Aim: How many lines in the data below contain the string “curly”? Reply with the number alone.

Extracted material:
§ §

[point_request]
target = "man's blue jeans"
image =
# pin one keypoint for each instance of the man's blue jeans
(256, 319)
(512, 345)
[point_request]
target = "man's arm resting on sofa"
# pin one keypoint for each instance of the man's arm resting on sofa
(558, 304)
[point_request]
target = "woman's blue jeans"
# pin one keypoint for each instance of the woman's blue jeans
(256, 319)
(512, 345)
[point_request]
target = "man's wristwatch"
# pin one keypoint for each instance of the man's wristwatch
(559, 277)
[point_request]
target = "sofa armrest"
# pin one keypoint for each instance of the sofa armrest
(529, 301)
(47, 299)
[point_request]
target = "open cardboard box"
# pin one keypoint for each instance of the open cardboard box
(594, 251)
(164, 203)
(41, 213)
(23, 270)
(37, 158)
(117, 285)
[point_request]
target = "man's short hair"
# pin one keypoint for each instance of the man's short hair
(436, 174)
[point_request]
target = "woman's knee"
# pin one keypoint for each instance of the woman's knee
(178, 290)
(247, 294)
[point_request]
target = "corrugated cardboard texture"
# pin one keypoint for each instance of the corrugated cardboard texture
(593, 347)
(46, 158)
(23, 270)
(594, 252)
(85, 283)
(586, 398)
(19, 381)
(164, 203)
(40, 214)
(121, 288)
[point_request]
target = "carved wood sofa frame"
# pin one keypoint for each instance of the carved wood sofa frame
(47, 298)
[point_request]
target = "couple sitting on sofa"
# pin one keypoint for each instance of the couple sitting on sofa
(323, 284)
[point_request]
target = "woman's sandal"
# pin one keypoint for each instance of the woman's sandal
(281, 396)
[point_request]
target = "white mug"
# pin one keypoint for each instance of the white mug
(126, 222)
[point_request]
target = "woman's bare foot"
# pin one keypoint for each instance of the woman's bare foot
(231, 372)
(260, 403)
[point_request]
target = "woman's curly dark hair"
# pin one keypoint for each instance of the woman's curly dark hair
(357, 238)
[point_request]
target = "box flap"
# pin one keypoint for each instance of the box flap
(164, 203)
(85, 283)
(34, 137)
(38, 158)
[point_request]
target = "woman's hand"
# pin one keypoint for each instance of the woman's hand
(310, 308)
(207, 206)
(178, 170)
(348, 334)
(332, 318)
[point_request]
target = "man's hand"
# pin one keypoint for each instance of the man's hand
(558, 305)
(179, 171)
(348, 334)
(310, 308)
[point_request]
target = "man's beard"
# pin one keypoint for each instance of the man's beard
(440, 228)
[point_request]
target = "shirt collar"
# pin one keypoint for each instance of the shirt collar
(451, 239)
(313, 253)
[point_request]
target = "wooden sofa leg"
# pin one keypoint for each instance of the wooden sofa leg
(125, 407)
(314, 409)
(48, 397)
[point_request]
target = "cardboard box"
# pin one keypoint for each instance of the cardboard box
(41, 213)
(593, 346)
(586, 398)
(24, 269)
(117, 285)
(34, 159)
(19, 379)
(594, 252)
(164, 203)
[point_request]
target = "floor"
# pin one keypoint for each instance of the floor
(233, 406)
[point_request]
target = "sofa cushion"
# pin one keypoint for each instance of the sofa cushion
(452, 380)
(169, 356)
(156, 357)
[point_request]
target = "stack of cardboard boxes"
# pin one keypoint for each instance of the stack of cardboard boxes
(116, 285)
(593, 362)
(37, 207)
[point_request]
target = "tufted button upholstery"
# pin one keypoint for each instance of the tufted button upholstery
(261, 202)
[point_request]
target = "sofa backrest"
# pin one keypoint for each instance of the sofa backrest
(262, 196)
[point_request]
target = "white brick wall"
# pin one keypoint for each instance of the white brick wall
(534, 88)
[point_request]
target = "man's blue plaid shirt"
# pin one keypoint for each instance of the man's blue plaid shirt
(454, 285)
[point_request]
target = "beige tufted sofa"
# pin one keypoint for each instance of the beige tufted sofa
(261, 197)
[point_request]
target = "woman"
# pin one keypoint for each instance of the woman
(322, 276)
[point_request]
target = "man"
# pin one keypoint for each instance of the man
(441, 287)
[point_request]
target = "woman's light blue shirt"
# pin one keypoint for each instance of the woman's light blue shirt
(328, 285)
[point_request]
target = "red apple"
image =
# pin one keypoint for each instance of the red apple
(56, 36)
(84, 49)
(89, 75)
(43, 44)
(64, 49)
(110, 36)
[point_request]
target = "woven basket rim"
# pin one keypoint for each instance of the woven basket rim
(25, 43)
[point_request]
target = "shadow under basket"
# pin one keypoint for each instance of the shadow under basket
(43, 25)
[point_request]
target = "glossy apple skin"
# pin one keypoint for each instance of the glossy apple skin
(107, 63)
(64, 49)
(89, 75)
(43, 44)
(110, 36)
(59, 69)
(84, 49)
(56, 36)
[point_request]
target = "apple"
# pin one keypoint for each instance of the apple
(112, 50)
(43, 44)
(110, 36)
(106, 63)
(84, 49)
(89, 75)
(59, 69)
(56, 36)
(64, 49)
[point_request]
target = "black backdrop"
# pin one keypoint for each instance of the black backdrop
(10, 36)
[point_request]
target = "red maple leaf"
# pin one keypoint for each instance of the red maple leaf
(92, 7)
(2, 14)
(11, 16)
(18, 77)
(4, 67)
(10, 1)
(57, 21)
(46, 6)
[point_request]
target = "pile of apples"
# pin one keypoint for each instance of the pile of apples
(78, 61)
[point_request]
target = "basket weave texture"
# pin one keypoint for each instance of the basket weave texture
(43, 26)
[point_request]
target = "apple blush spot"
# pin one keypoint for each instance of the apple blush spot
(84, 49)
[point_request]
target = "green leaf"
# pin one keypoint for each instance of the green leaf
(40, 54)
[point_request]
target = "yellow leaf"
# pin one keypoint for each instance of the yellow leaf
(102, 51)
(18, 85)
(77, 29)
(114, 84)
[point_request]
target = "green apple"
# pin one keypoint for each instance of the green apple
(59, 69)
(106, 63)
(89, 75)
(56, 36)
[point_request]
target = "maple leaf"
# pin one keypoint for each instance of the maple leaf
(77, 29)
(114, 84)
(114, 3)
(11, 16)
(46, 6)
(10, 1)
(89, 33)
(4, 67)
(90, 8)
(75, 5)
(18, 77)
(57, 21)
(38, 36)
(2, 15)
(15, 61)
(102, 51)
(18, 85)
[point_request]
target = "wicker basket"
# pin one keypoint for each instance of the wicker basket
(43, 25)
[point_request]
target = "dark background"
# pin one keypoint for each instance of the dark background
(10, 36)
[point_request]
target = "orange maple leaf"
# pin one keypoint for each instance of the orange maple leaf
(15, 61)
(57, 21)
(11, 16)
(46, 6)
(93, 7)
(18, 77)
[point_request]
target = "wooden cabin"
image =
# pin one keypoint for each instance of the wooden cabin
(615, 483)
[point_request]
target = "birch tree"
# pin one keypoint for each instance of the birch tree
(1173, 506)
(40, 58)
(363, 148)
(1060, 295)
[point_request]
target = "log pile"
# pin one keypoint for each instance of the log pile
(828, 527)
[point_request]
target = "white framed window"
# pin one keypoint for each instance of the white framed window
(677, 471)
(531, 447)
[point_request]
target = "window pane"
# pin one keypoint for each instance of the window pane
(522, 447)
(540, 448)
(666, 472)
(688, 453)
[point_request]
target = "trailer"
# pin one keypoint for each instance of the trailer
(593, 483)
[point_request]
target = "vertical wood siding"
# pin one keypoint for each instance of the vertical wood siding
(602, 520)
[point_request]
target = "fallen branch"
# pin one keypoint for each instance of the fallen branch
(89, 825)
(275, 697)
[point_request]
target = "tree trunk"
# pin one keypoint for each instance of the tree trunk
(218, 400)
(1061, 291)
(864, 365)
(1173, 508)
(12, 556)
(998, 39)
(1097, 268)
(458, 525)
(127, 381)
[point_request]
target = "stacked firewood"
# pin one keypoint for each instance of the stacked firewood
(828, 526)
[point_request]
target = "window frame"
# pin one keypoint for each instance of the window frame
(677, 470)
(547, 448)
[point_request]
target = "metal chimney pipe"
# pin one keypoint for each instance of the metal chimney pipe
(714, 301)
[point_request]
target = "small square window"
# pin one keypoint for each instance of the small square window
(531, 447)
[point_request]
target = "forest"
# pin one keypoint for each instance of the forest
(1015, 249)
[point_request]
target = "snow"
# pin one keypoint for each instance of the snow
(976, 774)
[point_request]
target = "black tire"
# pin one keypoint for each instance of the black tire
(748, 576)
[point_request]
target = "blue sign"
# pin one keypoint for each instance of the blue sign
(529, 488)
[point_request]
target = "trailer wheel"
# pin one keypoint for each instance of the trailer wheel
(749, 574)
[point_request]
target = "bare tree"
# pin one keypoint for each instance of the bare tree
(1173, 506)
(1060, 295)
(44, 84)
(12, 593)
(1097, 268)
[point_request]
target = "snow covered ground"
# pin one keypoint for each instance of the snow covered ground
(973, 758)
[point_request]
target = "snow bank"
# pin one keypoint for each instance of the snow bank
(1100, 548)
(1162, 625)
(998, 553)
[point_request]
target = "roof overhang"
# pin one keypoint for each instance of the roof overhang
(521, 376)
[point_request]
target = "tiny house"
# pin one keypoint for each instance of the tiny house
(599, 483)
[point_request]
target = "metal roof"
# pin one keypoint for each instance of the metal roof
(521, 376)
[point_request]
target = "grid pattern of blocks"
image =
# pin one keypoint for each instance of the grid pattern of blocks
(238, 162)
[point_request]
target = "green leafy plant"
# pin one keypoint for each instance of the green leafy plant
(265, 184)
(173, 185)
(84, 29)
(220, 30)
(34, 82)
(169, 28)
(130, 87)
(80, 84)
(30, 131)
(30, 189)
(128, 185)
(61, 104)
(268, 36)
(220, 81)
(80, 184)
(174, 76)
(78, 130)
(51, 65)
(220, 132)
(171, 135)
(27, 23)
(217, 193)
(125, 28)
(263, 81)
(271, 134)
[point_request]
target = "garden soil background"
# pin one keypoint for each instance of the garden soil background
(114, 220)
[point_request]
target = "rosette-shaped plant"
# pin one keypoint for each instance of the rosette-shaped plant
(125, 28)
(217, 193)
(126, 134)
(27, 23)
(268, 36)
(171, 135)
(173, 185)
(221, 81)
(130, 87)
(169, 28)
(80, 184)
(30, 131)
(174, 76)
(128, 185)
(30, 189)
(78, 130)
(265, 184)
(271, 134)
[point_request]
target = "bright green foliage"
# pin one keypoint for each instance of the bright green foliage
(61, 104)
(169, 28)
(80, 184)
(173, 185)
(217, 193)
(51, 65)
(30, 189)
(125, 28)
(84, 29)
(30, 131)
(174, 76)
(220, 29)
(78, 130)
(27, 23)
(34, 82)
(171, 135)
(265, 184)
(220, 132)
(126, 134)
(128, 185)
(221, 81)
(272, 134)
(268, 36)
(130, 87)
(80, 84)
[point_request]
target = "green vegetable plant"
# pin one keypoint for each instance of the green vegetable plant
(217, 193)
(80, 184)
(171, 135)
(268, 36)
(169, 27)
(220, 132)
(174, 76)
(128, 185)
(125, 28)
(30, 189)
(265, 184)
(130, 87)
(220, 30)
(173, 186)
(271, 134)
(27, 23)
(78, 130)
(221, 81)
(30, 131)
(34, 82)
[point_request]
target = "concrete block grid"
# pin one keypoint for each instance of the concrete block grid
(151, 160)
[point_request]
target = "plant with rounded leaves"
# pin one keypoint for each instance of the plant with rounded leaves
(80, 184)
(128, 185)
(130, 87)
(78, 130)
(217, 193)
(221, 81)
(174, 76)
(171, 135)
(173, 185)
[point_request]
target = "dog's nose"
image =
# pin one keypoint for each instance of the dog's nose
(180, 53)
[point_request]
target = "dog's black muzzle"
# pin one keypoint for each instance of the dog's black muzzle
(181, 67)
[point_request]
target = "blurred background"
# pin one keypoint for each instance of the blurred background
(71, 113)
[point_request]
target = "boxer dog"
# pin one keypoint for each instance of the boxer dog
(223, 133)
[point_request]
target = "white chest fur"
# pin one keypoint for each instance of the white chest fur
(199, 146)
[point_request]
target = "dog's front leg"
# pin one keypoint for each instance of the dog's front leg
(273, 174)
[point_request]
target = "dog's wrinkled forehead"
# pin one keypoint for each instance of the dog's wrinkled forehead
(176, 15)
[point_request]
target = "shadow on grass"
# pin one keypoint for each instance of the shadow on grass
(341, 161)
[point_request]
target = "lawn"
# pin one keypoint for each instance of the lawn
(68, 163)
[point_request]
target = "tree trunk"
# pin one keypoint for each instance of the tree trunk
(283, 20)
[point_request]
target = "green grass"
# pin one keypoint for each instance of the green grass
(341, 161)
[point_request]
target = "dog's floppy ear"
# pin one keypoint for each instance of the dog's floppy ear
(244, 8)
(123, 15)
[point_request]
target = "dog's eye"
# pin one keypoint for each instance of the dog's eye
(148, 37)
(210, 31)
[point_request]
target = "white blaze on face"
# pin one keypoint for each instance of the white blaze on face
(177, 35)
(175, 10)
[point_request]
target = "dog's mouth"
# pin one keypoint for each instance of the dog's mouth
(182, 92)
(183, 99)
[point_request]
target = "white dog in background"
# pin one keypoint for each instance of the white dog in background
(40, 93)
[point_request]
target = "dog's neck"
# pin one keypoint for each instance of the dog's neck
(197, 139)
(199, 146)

§ §

Solution to this exercise: 2